Problem to solve: Render the stretch from the start of the entries below through the line containing "point(282, 256)" as a numbered list, skipping blank lines. Omit the pictures from your answer.

Dataset records:
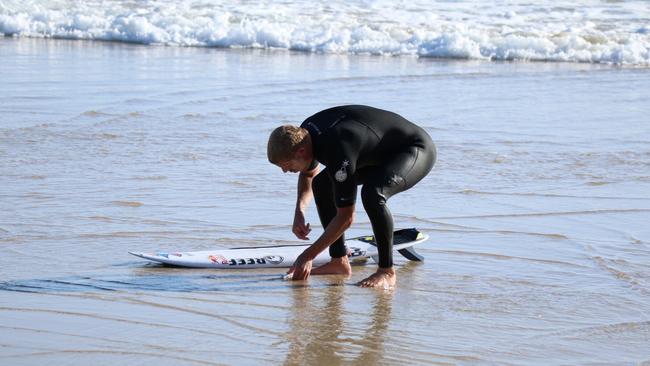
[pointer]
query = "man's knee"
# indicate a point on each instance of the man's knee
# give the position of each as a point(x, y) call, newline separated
point(372, 197)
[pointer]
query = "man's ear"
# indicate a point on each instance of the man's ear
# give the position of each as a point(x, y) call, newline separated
point(300, 153)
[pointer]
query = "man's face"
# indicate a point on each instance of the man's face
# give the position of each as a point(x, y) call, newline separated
point(299, 163)
point(294, 165)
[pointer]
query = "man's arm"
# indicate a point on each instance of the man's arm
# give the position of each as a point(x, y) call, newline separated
point(300, 229)
point(341, 222)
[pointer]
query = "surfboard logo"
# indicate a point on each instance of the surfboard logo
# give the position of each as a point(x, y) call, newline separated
point(218, 259)
point(274, 259)
point(341, 175)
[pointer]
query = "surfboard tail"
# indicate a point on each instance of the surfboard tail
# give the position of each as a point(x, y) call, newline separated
point(401, 239)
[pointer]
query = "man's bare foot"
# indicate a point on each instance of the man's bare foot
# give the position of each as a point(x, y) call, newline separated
point(335, 266)
point(383, 278)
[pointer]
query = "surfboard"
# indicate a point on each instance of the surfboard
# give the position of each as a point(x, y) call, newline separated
point(282, 256)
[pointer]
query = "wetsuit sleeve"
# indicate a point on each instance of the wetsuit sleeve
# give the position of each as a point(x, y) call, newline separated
point(341, 172)
point(313, 165)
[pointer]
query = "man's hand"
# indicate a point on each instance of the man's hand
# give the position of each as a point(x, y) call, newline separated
point(299, 227)
point(301, 268)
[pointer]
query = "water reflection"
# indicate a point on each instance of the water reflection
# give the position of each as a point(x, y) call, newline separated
point(323, 331)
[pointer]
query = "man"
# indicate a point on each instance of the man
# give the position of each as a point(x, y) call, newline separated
point(358, 145)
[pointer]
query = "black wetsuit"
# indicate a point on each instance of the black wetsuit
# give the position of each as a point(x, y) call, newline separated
point(379, 149)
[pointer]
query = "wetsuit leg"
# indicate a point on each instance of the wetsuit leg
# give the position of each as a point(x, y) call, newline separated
point(401, 172)
point(325, 203)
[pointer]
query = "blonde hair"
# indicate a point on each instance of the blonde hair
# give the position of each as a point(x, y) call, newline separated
point(283, 143)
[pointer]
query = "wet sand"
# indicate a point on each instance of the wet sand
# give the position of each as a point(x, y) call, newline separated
point(537, 210)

Output for this exercise:
1. [pointer]
2. query = "man's knee"
3. # indicate a point on each instance of the man's knee
4. # give the position of each as a point(x, y) call, newline separated
5. point(372, 197)
6. [pointer]
7. query = "man's ear"
8. # indicate a point on each instance of the man's ear
9. # give the position of each as a point(x, y) call, newline separated
10. point(300, 153)
11. [pointer]
12. query = "man's face"
13. # indicate a point on each instance of the man's face
14. # give the position of each as a point(x, y) call, newline separated
15. point(299, 163)
16. point(294, 165)
17. [pointer]
18. query = "man's arm"
19. # indicate a point on each instance of the man's arm
20. # give the position of each as a point(x, y) call, newline separated
21. point(300, 229)
22. point(341, 222)
23. [pointer]
24. query = "surfboard logo"
25. # indicate a point on each instance of the surfboard logo
26. # give the position of each as a point(x, y) call, newline separated
27. point(218, 259)
28. point(274, 259)
29. point(341, 175)
30. [pointer]
31. query = "surfboard tail"
32. # indicate a point on each instance of the surfboard tail
33. # give the position of each as a point(x, y) call, newline separated
34. point(401, 239)
35. [pointer]
36. query = "man's bare foot"
37. # indicate a point on each instance of the man's bare foot
38. # give the position of each as a point(x, y) call, newline separated
39. point(335, 266)
40. point(383, 278)
41. [pointer]
42. query = "surfboard"
43. # indicate a point on each instance of the surfboard
44. # give the position of each as a point(x, y) call, newline separated
45. point(282, 256)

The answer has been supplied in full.